** Provided data follows **
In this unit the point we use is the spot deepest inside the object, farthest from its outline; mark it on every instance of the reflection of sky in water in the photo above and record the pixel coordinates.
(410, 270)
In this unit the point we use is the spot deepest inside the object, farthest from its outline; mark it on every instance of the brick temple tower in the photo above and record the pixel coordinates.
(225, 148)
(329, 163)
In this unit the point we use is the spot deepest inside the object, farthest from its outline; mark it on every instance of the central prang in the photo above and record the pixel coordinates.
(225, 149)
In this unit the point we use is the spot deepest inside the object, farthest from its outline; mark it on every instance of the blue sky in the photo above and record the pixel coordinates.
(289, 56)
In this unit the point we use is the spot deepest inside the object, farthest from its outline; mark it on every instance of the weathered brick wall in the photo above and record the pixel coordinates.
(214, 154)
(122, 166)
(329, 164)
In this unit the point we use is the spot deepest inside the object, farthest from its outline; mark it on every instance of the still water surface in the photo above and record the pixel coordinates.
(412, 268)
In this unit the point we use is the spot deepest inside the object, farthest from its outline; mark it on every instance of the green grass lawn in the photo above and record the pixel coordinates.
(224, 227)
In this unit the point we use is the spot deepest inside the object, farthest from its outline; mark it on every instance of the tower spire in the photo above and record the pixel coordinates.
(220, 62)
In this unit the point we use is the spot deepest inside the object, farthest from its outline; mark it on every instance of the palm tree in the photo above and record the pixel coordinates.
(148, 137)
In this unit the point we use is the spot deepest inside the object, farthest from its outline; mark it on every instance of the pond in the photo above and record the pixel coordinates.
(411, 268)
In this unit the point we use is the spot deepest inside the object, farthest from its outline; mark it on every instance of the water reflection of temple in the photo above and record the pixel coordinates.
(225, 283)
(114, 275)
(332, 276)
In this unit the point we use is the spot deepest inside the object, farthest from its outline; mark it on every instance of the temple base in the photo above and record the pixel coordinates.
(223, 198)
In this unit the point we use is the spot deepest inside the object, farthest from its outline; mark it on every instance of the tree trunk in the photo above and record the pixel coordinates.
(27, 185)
** End of Provided data **
Required action: Reproduce each line above without any alteration.

Exercise result:
In this unit the point we use is the spot deepest inside the object, farthest from its outline; mark it on every instance of the reflection of sky in water in the photo above and record the pixel coordinates.
(410, 270)
In this unit the point we use is the spot deepest inside the object, farthest from its outline; mark it on every instance of the brick temple tower in the photo above and record the pixel coordinates.
(225, 148)
(329, 163)
In this unit the point we use is the spot deepest inside the object, farthest from its outline; mark it on every instance of the central prang in the photo above and record the pixel coordinates.
(225, 149)
In this unit the point we use is the spot deepest inside the object, farthest from its outline; mark it on every instance of the blue sky in the photo above and record the pixel coordinates.
(289, 56)
In this unit the point we use is the spot deepest inside the object, farthest from its outline; mark it on every instance of the weathered brick wall in the photo above and record the pixel coordinates.
(214, 154)
(122, 166)
(329, 164)
In this unit the point we use is the spot deepest inside the object, farthest from its outline; mark it on every instance of the still water surface in the photo above and record the pixel coordinates.
(412, 268)
In this unit the point we use is the spot deepest inside the object, farthest from its outline; mark it on every instance of the green grass lawn in the photo above and record the pixel coordinates.
(224, 227)
In this unit the point we use is the spot deepest inside the object, farthest from its outline; mark it on every instance of the tower spire in the photo above and record the pixel coordinates.
(220, 62)
In this unit the point we use is the spot deepest inside the object, farthest from its outline; mark it on every instance of the palm tree in the photo above and record the pixel coordinates.
(148, 137)
In this unit the point we use is the spot deepest inside the object, farthest from its outline; mark it on every instance of the pond in the photo above and record the pixel coordinates.
(411, 268)
In this unit the point we use is the spot deepest inside the object, farthest from its outline; mark it on every instance of the water reflection of temple in the photo above and record the pixel coordinates.
(225, 283)
(114, 275)
(332, 276)
In this unit the point we use is the spot deepest inside the object, farthest from its outline; mark it on every instance of the temple base in the photo above and record the pixel coordinates.
(223, 198)
In this unit the point we use is the spot deepest inside the object, farthest from its outline; mark it on every instance of the tree trunk in the photo above and record the pixel coordinates.
(27, 185)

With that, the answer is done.